> The problem:
Update the lines between the one holding "the player's bare" and the one holding "column 420, row 371", inclusive, by replacing "bare arm" with "uncovered arm" and leaving everything else unchanged.

> Dataset items:
+++

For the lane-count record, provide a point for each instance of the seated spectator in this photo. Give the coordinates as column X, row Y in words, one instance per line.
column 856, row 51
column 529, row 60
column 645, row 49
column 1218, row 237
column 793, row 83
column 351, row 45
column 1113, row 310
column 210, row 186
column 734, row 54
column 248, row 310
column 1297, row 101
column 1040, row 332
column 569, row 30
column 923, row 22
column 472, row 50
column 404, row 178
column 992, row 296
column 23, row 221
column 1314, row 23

+++

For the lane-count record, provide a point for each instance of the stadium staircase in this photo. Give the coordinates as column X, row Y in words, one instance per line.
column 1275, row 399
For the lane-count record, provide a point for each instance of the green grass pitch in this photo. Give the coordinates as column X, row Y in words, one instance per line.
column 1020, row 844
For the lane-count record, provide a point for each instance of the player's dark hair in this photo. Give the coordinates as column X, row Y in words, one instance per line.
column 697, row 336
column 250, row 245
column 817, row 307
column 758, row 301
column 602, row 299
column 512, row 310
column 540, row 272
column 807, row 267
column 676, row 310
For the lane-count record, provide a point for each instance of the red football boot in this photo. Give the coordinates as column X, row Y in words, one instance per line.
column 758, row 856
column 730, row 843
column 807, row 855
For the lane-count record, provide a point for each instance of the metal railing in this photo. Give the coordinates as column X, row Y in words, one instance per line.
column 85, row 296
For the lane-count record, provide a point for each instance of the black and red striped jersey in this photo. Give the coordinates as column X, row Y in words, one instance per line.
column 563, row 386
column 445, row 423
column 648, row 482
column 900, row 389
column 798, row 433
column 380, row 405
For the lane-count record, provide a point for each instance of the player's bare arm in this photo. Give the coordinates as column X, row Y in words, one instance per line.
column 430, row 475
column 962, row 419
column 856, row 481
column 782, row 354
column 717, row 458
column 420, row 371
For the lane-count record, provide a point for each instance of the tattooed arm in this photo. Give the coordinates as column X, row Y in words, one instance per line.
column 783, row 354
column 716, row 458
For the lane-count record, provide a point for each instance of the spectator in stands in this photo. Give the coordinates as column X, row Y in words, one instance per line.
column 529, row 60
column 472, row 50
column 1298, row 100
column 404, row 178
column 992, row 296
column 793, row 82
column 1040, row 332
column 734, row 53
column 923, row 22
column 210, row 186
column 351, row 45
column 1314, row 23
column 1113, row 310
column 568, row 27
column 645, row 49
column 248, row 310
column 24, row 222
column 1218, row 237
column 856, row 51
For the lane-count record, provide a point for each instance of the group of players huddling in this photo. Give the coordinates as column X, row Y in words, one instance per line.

+++

> Task result:
For the lane-count record, provide a point for each instance of the player's uncovered arm in this photo. Give the coordinates as column X, row Y in words, one instance per line.
column 430, row 475
column 962, row 419
column 856, row 481
column 782, row 354
column 717, row 458
column 420, row 371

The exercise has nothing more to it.